── Passage to read

Drass moves to keep petition

Hollidaysburg-area man challenges latest ruling

A Hollidaysburg-area man who contends he received too much jail time for the January 2005 murder of his grandfather is challenging a recommendation by a federal magistrate that his latest petition be dismissed because it was filed too late.

The federal magistrate, Cynthia Reed Eddy, made her recommendation in December but stated that the defendant, Thomas Scott Drass, 37, could file objections to her recommendation.

The decision whether to grant Drass a hearing or dismiss his petition eventually lies with U.S. District Judge Kim R. Gibson in Johnstown.

Drass, who entered a guilty plea to third-degree murder, was sentenced to 20-40 years in a state correctional institution by Blair County Judge Timothy M. Sullivan in 2006.

He is being housed at the State Correctional Institution at Rockview near Bellefonte.

Since being sentenced, Drass has filed several requests for a lower sentence.

In his latest post-conviction petition, he claims his trial attorney was ineffective for advising him to enter a guilty plea.

────

§ **Your assignment**
Please list every person named in full in the article about Drass's petition. Rely on the article alone, with no outside knowledge.

── Data for review

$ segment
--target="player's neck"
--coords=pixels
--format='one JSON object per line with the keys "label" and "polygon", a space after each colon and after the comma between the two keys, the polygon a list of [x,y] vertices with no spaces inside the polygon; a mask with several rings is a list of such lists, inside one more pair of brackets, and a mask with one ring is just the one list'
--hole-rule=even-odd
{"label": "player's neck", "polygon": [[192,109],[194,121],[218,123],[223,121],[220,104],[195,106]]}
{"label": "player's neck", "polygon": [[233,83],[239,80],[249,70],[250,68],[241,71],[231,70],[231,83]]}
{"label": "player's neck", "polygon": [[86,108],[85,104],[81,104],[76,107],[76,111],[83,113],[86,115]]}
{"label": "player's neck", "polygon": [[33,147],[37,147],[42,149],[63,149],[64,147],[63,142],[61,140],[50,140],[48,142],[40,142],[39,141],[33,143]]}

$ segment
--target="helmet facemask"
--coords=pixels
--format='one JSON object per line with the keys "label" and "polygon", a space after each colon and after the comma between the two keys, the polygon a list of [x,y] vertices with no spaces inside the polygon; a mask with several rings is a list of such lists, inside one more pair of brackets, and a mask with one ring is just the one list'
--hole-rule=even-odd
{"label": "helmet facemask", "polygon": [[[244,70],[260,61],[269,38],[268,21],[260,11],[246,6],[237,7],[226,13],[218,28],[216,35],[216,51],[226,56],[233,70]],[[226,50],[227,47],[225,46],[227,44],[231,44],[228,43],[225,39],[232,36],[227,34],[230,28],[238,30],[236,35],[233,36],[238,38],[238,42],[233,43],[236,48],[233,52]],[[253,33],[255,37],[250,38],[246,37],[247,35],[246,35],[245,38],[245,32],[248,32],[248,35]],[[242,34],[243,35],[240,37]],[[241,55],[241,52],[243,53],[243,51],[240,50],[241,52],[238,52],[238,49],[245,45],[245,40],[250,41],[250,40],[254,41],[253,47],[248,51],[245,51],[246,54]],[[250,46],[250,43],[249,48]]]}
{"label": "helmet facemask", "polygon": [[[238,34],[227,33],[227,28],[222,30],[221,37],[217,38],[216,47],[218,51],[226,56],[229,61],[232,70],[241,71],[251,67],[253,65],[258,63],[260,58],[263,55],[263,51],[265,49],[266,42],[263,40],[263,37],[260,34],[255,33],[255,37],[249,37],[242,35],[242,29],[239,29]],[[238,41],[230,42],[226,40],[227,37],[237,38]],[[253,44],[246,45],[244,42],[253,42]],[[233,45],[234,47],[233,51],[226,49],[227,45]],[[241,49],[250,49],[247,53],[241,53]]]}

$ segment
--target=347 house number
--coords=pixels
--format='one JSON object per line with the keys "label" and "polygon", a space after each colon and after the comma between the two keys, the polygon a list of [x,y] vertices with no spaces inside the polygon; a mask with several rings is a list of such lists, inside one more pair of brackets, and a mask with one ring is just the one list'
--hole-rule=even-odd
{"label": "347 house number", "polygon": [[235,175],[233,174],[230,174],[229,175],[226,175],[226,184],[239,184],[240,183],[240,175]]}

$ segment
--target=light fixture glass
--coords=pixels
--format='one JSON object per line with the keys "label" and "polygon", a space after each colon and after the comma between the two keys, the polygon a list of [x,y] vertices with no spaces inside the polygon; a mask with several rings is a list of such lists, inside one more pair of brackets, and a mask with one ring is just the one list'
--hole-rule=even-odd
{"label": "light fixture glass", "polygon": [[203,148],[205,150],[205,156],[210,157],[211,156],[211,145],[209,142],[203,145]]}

────

§ **Task result**
Thomas Scott Drass
Cynthia Reed Eddy
Kim R. Gibson
Timothy M. Sullivan